Instructions for the task: Copy the material from the line containing "pallet and record the coordinates." through the end, that line and the last one both included, and substitute "black hoodie" for each "dark gray t-shirt" while leaving everything else unchanged.

Information provided:
.....

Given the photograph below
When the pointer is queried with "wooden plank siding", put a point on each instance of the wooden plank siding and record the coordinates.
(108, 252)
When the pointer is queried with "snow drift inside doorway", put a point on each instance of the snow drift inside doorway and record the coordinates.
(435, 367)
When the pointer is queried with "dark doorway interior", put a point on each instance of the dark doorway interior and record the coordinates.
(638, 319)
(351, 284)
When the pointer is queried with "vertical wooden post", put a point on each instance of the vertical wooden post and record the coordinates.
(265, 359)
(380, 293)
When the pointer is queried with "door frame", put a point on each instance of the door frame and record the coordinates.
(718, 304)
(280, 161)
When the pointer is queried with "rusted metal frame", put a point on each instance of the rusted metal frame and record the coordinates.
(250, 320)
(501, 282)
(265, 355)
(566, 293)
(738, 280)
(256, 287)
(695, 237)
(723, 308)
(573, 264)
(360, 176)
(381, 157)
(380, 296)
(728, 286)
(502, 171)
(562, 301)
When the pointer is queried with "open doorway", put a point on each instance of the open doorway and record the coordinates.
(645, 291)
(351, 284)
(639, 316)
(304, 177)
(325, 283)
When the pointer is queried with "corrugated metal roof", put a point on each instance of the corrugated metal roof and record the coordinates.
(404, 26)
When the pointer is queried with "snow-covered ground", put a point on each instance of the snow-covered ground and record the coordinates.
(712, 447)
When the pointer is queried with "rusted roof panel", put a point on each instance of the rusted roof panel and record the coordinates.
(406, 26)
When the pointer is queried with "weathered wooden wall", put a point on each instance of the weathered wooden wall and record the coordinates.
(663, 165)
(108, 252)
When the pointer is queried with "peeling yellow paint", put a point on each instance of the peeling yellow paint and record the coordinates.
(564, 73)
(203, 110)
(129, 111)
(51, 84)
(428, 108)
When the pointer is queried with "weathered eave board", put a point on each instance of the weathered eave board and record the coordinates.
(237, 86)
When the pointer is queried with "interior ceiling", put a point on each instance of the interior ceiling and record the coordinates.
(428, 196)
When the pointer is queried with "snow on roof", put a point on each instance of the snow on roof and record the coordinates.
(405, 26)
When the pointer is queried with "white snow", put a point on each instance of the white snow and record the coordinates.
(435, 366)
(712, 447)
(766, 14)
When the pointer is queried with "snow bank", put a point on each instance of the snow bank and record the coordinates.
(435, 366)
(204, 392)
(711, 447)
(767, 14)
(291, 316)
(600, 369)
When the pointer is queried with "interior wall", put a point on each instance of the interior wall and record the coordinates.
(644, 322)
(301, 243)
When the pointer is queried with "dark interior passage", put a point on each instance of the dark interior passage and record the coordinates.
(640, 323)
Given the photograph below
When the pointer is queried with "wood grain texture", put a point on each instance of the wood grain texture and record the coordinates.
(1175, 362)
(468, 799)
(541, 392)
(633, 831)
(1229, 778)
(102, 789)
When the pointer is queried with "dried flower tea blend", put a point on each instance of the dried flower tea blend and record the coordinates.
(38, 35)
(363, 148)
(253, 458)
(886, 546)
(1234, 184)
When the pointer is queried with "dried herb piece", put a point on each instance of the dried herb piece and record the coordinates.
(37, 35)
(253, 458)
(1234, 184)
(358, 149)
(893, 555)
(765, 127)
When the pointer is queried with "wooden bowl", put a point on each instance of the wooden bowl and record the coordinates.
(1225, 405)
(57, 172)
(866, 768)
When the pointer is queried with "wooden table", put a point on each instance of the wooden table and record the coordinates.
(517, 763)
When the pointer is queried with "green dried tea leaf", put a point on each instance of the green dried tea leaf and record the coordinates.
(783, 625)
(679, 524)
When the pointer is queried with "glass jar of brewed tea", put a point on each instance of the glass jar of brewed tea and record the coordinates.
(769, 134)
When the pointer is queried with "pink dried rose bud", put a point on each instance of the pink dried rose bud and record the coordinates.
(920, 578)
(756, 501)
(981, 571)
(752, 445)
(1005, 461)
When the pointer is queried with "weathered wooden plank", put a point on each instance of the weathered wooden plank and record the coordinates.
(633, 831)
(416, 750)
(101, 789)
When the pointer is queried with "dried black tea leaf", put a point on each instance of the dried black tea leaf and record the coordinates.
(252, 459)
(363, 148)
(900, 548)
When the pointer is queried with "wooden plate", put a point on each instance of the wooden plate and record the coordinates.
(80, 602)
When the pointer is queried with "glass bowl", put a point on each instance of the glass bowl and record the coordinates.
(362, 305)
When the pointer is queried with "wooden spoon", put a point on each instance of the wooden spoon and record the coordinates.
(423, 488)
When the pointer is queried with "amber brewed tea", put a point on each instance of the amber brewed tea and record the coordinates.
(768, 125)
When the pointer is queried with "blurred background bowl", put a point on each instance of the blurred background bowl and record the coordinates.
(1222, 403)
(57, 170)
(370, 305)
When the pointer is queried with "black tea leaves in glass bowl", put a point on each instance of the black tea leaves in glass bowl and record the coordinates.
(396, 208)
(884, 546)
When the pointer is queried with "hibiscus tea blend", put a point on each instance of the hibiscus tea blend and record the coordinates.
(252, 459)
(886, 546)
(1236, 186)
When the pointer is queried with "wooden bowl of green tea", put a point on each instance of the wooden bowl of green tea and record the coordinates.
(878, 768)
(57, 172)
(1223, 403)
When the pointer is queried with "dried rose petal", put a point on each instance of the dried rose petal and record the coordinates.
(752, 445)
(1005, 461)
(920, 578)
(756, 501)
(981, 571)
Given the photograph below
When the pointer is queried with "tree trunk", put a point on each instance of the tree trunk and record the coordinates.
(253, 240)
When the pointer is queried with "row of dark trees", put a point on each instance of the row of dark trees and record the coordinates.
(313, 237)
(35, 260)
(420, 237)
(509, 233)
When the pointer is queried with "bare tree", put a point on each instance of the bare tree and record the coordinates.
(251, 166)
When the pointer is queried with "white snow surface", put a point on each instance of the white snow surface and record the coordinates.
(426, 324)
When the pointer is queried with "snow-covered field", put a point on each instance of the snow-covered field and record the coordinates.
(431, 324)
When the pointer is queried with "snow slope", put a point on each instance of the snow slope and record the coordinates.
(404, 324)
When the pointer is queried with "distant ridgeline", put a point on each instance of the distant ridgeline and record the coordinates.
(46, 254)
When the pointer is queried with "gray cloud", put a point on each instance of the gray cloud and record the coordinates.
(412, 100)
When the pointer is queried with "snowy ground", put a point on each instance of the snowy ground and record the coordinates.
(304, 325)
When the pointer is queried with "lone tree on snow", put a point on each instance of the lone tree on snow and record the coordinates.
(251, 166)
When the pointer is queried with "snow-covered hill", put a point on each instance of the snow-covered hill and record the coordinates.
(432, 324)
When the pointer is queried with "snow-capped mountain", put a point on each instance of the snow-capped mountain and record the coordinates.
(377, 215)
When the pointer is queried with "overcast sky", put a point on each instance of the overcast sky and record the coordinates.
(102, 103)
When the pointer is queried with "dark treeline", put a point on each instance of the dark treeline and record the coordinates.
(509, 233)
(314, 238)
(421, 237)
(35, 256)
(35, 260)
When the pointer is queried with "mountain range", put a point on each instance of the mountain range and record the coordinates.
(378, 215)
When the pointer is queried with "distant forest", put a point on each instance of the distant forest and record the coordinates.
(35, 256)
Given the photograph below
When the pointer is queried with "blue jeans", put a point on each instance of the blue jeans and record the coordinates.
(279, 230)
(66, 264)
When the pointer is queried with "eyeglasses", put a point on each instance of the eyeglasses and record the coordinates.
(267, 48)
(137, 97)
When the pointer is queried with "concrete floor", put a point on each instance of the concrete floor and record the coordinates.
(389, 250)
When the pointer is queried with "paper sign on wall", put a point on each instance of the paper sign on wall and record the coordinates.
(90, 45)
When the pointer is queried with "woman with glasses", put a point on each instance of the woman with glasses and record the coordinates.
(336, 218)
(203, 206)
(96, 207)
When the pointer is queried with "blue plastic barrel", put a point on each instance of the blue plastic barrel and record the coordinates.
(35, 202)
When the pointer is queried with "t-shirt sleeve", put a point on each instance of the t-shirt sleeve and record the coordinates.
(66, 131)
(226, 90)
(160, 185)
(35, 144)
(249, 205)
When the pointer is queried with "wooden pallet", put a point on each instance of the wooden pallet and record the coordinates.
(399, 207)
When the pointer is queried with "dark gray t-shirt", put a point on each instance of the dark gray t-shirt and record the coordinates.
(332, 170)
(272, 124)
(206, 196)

.....

Task result:
When the pointer is queried with "wooden pallet", put a point on each instance of the wooden pallet and record the coordinates.
(399, 207)
When the pointer is queried with "black hoodie", put a point on each instance of the black hoodie and record the coordinates.
(332, 170)
(272, 124)
(206, 196)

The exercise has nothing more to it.